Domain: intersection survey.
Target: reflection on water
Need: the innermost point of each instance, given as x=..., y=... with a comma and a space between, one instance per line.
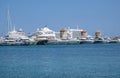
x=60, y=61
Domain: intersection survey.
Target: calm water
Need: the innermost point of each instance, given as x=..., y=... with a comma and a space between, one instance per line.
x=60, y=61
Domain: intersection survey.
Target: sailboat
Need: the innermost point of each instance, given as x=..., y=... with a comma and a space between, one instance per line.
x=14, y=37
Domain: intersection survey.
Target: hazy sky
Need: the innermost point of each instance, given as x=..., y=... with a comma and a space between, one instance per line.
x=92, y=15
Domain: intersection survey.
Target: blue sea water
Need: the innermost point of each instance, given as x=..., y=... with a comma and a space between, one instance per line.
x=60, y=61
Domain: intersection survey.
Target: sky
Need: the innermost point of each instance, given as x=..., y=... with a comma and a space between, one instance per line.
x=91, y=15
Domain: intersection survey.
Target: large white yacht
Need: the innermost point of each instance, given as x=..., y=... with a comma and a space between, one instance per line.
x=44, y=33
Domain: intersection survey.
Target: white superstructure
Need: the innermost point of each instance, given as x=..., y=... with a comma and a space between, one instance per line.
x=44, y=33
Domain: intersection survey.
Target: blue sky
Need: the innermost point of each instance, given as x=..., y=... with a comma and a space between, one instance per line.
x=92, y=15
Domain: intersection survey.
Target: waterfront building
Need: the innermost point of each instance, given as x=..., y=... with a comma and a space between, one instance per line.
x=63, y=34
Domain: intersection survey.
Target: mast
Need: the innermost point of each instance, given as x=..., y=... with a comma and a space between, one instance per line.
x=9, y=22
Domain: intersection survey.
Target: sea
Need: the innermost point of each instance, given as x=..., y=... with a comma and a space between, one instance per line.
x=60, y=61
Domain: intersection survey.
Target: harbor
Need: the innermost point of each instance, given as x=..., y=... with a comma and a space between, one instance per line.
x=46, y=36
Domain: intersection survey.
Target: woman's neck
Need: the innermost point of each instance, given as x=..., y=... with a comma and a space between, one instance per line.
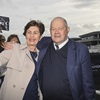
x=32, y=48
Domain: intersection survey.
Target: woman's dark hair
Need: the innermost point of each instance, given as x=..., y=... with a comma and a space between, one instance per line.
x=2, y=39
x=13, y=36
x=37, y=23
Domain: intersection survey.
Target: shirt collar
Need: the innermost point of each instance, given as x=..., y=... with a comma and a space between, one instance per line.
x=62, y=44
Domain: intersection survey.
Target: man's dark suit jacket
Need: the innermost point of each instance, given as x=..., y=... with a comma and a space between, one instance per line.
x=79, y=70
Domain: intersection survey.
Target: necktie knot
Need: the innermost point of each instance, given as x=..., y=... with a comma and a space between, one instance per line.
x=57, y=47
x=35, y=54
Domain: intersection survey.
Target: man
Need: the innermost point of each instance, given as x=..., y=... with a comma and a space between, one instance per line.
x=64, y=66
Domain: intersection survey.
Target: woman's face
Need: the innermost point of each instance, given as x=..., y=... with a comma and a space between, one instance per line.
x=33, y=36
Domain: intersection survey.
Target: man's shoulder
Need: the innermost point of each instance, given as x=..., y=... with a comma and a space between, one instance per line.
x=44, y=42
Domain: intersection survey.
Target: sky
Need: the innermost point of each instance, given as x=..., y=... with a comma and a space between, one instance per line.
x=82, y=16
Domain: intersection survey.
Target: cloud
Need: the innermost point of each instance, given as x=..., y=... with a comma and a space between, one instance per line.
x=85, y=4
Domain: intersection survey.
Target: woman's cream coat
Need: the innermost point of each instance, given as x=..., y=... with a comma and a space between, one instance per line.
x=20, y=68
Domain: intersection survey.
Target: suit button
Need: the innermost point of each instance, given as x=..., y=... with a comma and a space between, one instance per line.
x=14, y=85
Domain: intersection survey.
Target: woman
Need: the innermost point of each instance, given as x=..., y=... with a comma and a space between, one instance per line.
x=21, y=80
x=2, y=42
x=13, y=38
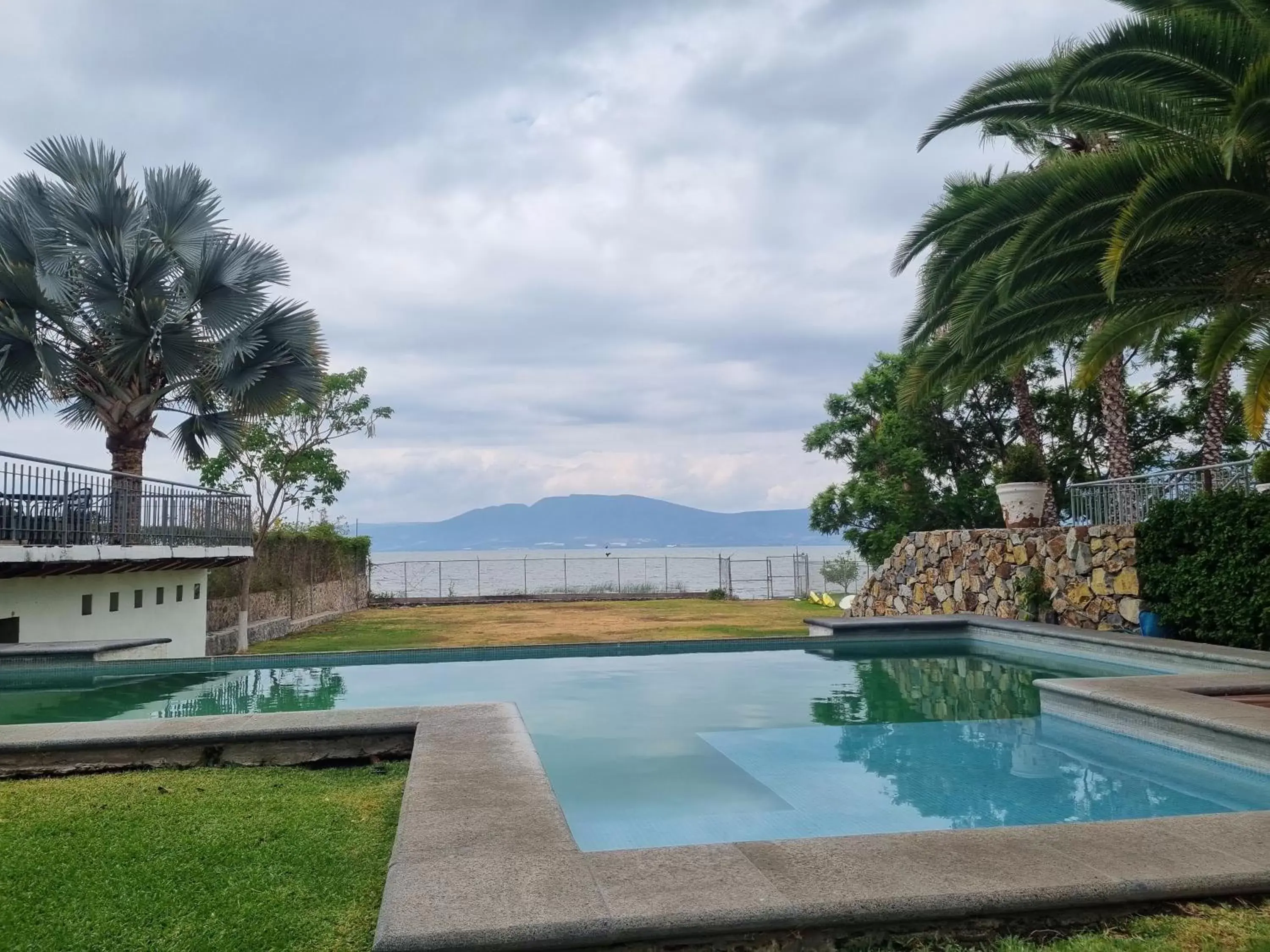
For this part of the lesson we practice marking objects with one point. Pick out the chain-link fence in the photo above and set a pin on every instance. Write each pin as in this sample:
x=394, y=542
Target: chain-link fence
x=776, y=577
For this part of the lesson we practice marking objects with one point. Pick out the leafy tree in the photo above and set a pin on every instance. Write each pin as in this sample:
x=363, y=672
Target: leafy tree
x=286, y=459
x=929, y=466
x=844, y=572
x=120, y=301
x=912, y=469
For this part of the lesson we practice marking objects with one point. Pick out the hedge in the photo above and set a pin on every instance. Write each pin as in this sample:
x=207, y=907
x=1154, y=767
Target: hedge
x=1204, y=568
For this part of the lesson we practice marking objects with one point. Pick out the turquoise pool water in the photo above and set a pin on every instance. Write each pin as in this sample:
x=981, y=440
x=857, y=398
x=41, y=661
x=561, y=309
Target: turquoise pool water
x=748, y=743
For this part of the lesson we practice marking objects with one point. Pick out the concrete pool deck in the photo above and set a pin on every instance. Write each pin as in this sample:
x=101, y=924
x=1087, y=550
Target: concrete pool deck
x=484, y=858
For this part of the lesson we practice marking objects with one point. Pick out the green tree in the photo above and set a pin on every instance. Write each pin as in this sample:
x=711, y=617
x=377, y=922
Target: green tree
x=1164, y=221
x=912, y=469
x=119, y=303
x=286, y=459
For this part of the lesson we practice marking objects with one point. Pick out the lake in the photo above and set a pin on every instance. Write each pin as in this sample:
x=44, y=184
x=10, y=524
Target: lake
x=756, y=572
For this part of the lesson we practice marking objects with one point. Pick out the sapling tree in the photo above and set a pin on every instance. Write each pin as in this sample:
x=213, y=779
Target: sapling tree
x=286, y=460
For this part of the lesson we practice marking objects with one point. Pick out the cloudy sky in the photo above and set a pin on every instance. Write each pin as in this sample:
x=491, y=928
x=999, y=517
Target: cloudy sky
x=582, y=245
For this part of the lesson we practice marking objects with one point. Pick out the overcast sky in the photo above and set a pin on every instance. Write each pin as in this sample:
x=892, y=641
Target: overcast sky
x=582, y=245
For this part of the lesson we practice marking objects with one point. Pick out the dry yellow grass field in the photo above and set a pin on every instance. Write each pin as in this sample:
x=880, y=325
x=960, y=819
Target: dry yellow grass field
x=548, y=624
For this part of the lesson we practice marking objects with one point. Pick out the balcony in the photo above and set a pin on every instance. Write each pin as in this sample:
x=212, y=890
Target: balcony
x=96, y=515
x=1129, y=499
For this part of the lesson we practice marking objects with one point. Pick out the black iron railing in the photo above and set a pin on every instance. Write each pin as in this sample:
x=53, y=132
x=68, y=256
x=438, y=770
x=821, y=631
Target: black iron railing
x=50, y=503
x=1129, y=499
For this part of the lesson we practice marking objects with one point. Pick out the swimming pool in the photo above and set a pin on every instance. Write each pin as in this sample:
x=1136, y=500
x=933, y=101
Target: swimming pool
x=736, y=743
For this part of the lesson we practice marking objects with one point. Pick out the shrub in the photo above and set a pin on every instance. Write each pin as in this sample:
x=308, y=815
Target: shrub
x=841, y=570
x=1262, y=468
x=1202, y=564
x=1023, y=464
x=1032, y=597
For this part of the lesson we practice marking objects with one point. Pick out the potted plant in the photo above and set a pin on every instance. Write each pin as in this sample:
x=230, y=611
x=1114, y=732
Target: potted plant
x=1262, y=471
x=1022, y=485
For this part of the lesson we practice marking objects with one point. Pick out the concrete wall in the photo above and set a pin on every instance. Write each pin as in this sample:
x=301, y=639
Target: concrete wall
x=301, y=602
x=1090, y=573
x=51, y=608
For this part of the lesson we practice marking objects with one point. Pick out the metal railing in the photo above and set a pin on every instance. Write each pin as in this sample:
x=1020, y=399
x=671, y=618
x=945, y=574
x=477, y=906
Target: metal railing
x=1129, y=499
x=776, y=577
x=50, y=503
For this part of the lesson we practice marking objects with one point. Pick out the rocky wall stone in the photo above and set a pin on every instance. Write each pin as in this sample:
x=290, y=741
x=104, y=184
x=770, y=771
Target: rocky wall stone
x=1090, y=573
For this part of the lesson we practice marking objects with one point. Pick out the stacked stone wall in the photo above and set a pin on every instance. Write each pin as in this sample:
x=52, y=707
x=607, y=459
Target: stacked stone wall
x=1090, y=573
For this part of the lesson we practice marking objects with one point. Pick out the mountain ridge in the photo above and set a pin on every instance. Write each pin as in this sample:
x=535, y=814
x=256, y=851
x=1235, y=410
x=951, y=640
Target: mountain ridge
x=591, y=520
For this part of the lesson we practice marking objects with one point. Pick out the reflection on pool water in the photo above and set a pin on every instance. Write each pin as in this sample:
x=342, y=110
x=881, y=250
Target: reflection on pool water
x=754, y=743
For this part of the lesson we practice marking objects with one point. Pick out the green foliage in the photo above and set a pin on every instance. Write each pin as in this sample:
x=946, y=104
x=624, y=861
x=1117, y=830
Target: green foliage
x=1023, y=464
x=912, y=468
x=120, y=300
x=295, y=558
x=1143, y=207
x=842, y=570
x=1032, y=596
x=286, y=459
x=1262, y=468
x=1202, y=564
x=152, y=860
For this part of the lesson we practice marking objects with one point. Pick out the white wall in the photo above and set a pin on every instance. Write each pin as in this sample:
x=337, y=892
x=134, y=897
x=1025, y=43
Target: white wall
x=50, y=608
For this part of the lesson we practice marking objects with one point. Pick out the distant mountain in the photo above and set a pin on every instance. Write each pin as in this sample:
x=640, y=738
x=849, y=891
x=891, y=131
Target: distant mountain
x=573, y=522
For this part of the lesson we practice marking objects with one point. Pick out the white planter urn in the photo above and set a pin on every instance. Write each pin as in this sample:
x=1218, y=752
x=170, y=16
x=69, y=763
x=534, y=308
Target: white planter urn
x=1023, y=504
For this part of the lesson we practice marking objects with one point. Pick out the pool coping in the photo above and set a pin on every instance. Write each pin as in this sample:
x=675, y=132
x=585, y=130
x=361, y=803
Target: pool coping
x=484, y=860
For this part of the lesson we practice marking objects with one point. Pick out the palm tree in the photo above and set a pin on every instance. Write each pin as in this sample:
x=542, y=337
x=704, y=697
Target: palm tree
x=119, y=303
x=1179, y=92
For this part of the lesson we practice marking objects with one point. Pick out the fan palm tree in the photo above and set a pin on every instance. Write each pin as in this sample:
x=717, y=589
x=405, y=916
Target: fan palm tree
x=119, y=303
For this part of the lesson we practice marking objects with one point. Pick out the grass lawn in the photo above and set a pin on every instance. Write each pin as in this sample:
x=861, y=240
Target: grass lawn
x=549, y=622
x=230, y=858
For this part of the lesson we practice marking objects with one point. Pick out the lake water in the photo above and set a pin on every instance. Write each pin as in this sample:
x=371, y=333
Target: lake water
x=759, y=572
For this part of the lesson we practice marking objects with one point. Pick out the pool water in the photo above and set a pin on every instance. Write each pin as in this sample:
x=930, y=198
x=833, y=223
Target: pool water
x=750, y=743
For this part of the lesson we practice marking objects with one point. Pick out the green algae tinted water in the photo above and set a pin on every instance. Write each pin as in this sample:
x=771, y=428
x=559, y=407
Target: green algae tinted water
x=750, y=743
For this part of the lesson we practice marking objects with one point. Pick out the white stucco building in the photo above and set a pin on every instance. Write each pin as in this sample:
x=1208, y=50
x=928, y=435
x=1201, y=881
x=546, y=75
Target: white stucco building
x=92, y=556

■ Written exercise ■
Arrange everything from the line containing "the white stucco" down to the end of the listing as a JSON list of strings, one string per line, leaving out any blank lines.

■ Task answer ■
[
  "For this part of the lesson we practice marking objects with one point. Pick out the white stucco building in the photo above and set a pin on every instance. Write each pin as in this sample:",
  "x=1208, y=50",
  "x=928, y=435",
  "x=1201, y=881",
  "x=546, y=75",
  "Target: white stucco building",
  "x=92, y=556"
]